_Task_
Set down, word for word, the lines of the items from the one containing "Objective — one point on each instance of the red tape" through the end of the items. Include only that stretch.

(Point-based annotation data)
---*---

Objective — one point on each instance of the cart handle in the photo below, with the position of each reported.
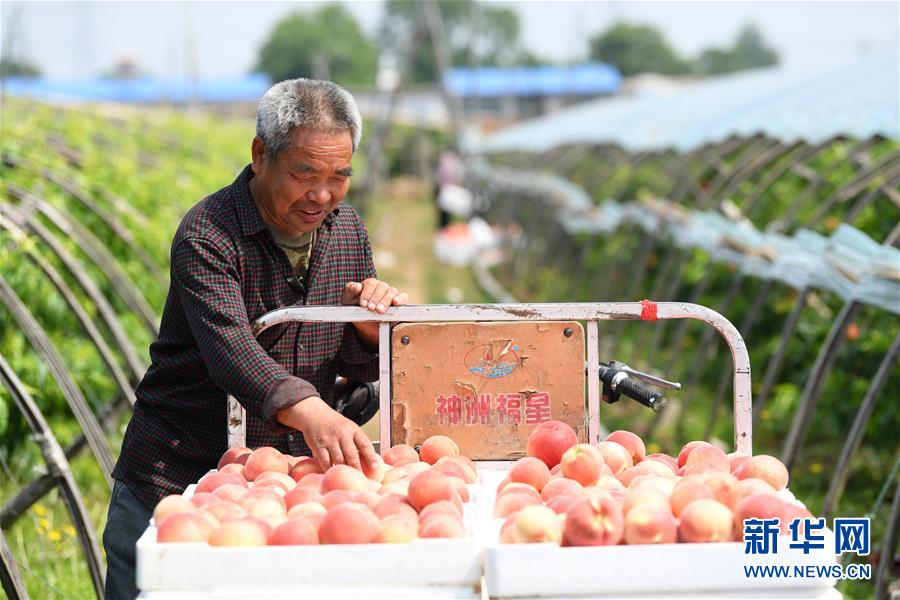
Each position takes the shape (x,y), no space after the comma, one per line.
(592,313)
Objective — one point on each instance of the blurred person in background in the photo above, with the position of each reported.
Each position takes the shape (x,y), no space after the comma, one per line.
(277,236)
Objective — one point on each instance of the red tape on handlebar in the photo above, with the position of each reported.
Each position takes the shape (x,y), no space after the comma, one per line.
(648,310)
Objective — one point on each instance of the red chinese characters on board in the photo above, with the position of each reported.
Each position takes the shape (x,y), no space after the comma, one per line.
(485,409)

---*---

_Answer to this problem_
Objective — one point on each instance of the red tape on handlebar in the photo above, with the position of each reported.
Each position takes the shape (x,y), no space after the comma, one per line.
(648,310)
Objective — one point on each instance of the red chinese characters on board in the photo above, with the position of each reported.
Each position takes the shape (x,y), no space after the comma, one per line.
(485,409)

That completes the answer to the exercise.